Document passage:
--- start ---
From 8af3dcd3c89aef10375bdd79d5f336b22b57487c Mon Sep 17 00:00:00 2001
From: Dave Chinner <dchinner@redhat.com>
Date: Tue, 23 Sep 2014 15:57:59 +1000
Subject: xfs: xlog_cil_force_lsn doesn't always wait correctly

When running a tight mount/unmount loop on an older kernel, RedHat
QE found that unmount would occasionally hang in
xfs_buf_unpin_wait() on the superblock buffer. Tracing and other
debug work by Eric Sandeen indicated that it was hanging on the
writing of the superblock during unmount immediately after logging
the superblock counters in a synchronous transaction. Further debug
indicated that the synchronous transaction was not waiting for
completion correctly, and we narrowed it down to
xlog_cil_force_lsn() returning NULLCOMMITLSN and hence not pushing
the transaction in the iclog buffer to disk correctly.
--- end ---
Record list:
--- start ---
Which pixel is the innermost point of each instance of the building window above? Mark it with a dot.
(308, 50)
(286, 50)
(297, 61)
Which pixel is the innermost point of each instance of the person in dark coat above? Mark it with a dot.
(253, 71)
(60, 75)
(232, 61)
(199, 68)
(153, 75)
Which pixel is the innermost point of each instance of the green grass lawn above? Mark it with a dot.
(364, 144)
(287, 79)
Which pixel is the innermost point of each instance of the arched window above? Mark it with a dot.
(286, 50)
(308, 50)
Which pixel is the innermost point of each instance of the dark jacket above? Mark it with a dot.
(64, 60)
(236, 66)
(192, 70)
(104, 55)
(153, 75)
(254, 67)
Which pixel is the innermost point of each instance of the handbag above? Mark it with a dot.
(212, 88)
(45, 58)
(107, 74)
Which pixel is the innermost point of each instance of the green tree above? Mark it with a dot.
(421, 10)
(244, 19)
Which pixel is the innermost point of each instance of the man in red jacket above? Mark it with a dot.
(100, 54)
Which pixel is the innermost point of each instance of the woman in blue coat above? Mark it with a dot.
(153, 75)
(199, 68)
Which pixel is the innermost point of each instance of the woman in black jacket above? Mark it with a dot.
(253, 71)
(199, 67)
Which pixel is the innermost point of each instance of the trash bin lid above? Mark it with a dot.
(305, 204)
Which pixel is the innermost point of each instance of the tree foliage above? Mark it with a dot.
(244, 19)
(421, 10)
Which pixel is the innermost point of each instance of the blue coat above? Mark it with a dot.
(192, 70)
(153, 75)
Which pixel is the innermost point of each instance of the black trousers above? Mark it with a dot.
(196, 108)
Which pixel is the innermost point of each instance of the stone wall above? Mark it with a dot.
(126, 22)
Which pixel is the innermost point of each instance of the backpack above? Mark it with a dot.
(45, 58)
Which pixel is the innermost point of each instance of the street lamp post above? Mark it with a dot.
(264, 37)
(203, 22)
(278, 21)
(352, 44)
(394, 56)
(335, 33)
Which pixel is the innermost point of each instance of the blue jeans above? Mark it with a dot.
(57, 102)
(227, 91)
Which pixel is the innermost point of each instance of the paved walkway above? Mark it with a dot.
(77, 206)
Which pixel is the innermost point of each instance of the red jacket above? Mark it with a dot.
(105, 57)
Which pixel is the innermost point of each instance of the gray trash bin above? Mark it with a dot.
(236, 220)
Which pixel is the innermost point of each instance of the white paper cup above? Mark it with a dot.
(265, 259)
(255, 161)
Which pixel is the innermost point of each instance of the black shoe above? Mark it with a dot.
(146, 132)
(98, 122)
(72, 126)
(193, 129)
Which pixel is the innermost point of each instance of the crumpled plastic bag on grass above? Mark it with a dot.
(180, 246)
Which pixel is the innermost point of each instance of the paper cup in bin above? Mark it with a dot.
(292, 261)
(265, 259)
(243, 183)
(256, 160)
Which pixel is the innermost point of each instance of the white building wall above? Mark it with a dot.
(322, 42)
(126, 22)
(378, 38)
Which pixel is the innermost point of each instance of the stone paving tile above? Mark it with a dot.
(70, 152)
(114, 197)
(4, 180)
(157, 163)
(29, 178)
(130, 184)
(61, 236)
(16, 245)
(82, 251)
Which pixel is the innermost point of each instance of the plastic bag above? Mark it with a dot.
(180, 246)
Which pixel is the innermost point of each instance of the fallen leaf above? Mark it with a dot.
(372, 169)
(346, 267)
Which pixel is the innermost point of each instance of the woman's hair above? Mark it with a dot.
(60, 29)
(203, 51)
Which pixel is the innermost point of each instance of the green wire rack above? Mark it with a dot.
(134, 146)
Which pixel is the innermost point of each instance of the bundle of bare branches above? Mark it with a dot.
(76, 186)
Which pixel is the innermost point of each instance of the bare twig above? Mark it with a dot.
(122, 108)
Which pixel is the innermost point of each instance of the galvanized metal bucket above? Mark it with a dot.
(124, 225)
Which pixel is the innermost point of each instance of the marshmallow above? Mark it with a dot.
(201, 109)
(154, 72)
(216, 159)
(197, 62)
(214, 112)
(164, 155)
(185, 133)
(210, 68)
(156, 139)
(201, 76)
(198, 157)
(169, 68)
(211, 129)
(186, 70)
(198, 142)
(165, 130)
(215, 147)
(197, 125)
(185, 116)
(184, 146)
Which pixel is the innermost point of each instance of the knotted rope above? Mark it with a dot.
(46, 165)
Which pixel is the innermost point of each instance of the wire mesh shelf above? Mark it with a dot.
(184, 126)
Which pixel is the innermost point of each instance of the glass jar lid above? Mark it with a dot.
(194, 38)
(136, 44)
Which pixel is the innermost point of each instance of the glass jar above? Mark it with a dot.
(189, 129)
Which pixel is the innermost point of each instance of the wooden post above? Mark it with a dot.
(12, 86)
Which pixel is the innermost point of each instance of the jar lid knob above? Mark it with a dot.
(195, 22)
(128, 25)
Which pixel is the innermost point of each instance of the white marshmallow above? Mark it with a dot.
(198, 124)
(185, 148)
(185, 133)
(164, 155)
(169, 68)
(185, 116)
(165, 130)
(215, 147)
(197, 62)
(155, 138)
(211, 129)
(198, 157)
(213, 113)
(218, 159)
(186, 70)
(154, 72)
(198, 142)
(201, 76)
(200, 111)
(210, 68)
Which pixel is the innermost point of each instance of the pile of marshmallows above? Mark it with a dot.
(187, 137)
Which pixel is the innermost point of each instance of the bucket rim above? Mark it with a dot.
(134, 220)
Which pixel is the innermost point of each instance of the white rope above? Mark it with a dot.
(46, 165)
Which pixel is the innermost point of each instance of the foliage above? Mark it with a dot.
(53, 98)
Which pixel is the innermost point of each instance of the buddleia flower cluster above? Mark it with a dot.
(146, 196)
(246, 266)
--- end ---
Task requirements:
1: Repeat the commit message from "When running a" to "to disk correctly.".
2: Translate this sentence from the commit message into Spanish: "When running a tight mount/unmount loop on an older kernel, RedHat QE found that unmount would occasionally hang in xfs_buf_unpin_wait() on the superblock buffer."
The material is separate from the commit message.

Responses to the tasks:
1:
When running a tight mount/unmount loop on an older kernel, RedHat
QE found that unmount would occasionally hang in
xfs_buf_unpin_wait() on the superblock buffer. Tracing and other
debug work by Eric Sandeen indicated that it was hanging on the
writing of the superblock during unmount immediately after logging
the superblock counters in a synchronous transaction. Further debug
indicated that the synchronous transaction was not waiting for
completion correctly, and we narrowed it down to
xlog_cil_force_lsn() returning NULLCOMMITLSN and hence not pushing
the transaction in the iclog buffer to disk correctly.

2: Al ejecutar un bucle ajustado de montaje/desmontaje en un kernel antiguo, RedHat QE descubrió que el desmontaje se bloqueaba ocasionalmente en xfs_buf_unpin_wait() sobre el búfer del superbloque.